*EXTRACTED INFORMATION:*
◆ ◆ ◆ ◆
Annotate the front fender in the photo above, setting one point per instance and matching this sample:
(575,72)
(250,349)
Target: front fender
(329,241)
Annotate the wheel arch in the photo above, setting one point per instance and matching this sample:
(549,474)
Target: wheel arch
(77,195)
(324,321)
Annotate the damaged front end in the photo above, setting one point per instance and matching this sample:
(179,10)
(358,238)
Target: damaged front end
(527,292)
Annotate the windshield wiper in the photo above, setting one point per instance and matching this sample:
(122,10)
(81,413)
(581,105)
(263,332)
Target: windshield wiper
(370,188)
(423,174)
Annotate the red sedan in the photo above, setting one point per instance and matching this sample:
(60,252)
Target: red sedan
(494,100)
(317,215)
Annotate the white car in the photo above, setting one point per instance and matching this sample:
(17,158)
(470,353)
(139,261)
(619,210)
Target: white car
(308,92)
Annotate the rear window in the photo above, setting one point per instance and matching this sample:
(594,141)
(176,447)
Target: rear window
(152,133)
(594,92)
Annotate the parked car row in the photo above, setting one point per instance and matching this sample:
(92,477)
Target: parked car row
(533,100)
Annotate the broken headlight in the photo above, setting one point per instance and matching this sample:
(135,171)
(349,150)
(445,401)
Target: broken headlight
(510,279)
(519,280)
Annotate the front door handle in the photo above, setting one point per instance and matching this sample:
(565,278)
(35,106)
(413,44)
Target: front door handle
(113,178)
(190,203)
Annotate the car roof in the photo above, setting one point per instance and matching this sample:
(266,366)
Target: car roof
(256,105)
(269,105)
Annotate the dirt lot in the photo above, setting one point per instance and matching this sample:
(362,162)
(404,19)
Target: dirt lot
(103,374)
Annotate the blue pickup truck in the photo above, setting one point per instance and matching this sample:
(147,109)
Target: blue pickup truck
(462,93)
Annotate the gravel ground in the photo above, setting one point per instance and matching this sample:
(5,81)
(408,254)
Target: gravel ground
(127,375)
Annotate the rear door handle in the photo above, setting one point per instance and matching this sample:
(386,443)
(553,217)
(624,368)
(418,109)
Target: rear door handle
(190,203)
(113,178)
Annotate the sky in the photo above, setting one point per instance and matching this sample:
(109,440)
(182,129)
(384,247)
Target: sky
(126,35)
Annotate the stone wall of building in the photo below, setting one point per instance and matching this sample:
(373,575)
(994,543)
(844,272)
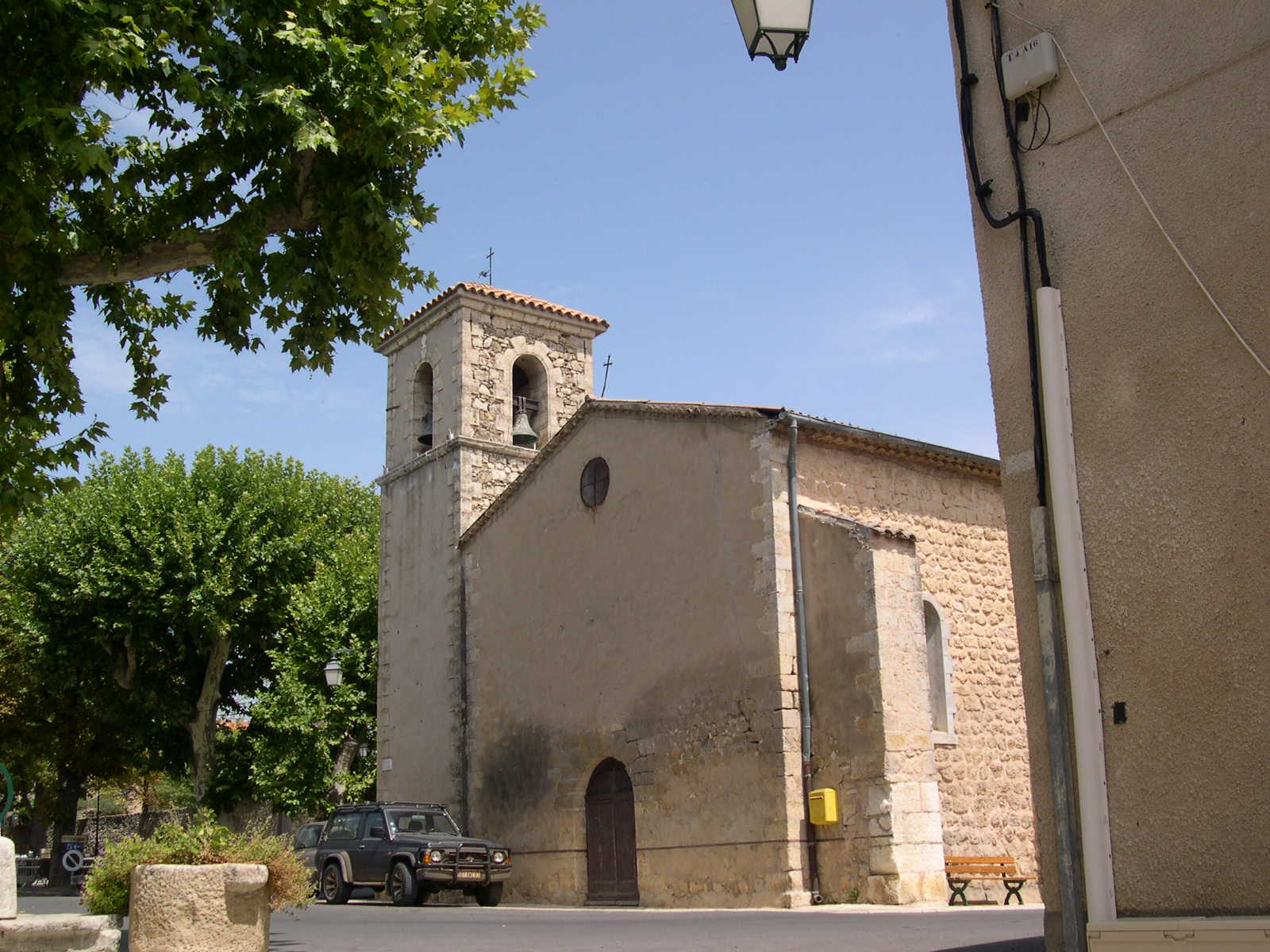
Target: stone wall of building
(600,639)
(958,522)
(870,719)
(429,497)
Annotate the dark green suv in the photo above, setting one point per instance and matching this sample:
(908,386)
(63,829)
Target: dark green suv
(410,850)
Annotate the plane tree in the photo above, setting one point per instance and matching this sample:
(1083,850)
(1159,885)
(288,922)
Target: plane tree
(270,149)
(152,602)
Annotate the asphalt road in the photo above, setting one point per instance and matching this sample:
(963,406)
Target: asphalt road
(374,927)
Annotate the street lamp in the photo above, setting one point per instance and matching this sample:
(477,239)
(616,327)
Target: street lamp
(774,29)
(333,673)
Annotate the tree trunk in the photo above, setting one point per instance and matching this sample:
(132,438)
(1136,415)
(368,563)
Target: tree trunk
(202,729)
(343,762)
(70,787)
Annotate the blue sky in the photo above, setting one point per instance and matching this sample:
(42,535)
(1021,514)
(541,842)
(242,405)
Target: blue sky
(798,239)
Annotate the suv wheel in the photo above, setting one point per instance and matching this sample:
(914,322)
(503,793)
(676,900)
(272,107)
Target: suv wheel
(334,890)
(491,895)
(403,888)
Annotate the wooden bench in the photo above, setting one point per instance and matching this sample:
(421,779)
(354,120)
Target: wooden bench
(964,869)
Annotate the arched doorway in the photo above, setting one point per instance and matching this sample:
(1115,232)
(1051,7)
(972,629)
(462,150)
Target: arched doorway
(611,837)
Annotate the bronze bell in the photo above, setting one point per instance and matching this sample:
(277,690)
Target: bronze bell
(522,433)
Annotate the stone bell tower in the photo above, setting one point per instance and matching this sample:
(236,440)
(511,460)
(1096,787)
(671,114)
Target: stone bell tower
(478,380)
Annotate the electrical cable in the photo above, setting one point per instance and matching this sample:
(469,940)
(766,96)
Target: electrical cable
(1041,109)
(1024,215)
(1136,188)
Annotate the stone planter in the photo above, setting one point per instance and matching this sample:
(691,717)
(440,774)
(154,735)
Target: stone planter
(219,908)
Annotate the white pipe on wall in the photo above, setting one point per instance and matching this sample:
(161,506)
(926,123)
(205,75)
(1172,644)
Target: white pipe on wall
(1091,781)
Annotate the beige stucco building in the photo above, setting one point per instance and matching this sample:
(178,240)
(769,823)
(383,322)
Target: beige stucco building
(1172,446)
(592,645)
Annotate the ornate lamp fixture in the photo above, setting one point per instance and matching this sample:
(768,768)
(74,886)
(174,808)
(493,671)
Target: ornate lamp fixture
(774,29)
(333,673)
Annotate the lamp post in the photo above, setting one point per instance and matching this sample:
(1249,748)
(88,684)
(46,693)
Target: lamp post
(333,673)
(774,29)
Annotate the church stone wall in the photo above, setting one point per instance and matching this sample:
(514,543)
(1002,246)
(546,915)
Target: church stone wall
(958,520)
(592,638)
(870,715)
(419,632)
(429,498)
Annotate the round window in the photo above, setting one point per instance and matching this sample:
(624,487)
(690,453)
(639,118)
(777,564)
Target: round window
(595,482)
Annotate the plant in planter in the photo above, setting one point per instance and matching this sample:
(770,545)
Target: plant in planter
(224,882)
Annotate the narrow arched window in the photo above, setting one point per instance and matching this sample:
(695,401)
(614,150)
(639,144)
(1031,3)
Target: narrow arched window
(529,401)
(422,410)
(939,670)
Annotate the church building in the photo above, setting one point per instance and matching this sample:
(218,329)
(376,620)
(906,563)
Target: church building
(591,615)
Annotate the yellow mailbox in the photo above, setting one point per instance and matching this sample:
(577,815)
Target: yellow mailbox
(823,806)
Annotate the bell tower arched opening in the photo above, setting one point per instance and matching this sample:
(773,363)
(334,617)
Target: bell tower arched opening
(529,401)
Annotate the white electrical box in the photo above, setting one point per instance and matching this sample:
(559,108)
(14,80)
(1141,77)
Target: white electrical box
(1029,67)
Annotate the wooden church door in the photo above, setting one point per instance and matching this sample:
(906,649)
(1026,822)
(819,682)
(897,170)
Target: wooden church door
(611,837)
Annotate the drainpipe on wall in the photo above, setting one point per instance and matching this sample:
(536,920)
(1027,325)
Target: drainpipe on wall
(1083,664)
(464,759)
(804,691)
(1053,672)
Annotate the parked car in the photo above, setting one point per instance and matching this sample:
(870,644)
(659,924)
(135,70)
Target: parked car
(410,850)
(306,846)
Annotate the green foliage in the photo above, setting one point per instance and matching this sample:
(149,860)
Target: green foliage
(158,594)
(272,149)
(108,885)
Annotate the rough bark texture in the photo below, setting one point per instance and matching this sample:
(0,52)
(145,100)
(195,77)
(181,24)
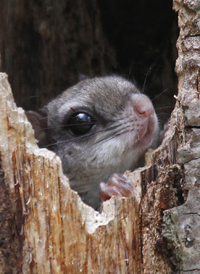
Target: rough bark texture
(46,46)
(45,228)
(182,223)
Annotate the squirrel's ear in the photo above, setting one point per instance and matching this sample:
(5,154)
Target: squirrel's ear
(39,124)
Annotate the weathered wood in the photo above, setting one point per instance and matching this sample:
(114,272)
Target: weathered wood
(58,233)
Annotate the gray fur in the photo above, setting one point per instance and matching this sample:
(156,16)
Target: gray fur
(109,147)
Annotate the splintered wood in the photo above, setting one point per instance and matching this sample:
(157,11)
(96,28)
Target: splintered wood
(49,229)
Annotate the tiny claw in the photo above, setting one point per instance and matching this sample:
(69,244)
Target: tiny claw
(117,185)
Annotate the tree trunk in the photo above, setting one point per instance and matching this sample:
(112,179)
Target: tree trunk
(45,227)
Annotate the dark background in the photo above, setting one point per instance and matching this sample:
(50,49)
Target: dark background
(48,46)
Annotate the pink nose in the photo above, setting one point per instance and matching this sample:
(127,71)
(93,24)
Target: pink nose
(142,105)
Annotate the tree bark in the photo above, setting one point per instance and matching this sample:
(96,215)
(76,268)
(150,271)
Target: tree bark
(45,227)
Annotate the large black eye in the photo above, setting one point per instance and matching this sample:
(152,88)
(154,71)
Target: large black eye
(80,123)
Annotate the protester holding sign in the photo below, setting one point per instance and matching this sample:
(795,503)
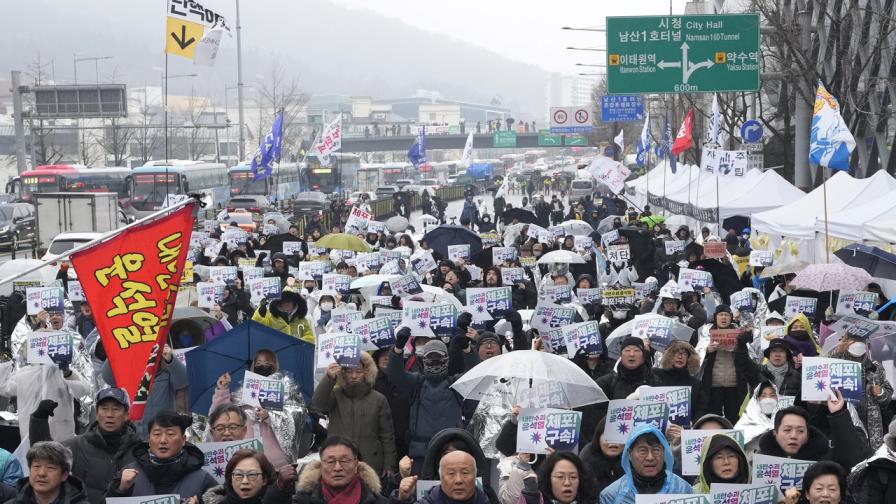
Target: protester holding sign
(358,412)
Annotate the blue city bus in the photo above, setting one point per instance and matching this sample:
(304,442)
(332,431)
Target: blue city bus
(152,182)
(283,184)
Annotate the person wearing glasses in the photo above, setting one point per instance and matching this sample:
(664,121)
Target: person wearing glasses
(339,477)
(647,466)
(247,477)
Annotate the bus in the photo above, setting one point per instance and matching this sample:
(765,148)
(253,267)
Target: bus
(393,172)
(44,178)
(284,182)
(152,182)
(338,176)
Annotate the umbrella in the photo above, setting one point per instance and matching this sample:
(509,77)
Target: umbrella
(529,369)
(397,224)
(783,269)
(606,224)
(520,215)
(442,236)
(828,277)
(577,227)
(878,263)
(561,256)
(342,241)
(233,351)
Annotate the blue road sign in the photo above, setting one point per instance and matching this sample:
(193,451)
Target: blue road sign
(751,131)
(621,108)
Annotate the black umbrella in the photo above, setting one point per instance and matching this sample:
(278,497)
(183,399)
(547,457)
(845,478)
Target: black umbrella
(724,277)
(520,215)
(442,236)
(878,263)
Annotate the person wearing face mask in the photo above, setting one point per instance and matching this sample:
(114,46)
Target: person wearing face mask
(878,390)
(722,460)
(358,412)
(434,405)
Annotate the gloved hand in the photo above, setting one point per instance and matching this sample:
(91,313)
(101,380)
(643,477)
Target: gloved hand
(402,337)
(45,409)
(463,321)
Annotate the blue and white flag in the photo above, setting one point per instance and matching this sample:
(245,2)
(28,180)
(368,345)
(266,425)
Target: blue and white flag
(417,152)
(269,151)
(830,141)
(667,146)
(644,141)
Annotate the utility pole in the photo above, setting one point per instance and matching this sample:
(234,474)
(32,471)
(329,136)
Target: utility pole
(239,82)
(19,121)
(802,177)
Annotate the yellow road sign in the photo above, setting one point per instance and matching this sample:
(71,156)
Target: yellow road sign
(182,37)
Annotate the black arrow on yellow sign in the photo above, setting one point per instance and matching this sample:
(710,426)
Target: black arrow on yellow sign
(181,41)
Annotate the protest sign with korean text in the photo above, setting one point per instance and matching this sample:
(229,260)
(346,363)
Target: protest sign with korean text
(623,415)
(539,429)
(692,445)
(263,392)
(822,375)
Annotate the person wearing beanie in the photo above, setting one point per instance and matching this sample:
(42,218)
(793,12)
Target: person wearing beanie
(434,404)
(722,460)
(726,371)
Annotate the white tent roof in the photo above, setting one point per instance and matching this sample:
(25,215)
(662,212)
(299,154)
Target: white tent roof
(797,219)
(769,191)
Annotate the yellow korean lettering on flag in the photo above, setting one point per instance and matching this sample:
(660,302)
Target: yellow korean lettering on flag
(131,287)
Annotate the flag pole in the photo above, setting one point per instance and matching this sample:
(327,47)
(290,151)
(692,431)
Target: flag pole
(177,206)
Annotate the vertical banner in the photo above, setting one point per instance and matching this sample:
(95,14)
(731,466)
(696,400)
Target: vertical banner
(132,291)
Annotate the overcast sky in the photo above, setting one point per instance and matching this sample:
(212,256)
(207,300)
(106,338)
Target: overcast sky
(524,30)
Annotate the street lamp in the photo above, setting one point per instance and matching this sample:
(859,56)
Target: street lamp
(76,59)
(584,29)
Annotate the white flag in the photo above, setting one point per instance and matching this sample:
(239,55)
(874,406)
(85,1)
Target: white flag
(467,159)
(207,49)
(712,133)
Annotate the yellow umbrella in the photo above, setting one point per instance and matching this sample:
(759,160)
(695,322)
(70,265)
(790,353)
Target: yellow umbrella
(342,241)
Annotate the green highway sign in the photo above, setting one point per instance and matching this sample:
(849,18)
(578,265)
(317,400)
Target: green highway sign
(576,140)
(683,54)
(546,139)
(504,139)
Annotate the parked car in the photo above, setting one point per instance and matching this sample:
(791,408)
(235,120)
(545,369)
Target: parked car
(252,203)
(17,224)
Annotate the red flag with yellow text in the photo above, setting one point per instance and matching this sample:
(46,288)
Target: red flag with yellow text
(131,284)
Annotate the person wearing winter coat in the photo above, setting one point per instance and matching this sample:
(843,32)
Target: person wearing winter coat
(434,404)
(358,412)
(678,368)
(874,479)
(647,465)
(795,436)
(722,460)
(167,464)
(339,477)
(779,369)
(49,478)
(287,315)
(247,477)
(104,449)
(878,390)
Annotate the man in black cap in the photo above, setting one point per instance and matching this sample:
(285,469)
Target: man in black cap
(779,369)
(104,449)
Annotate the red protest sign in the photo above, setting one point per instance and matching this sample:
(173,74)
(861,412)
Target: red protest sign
(131,283)
(713,250)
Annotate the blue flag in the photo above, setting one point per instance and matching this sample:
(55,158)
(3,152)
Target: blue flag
(667,146)
(417,152)
(268,151)
(830,141)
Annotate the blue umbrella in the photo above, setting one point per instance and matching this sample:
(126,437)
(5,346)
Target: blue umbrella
(878,263)
(442,236)
(233,351)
◆ ◆ ◆ ◆
*REQUIREMENT:*
Determine how many lines of the listing above include the word "below", and report that number only.

*ANSWER SPACE:*
3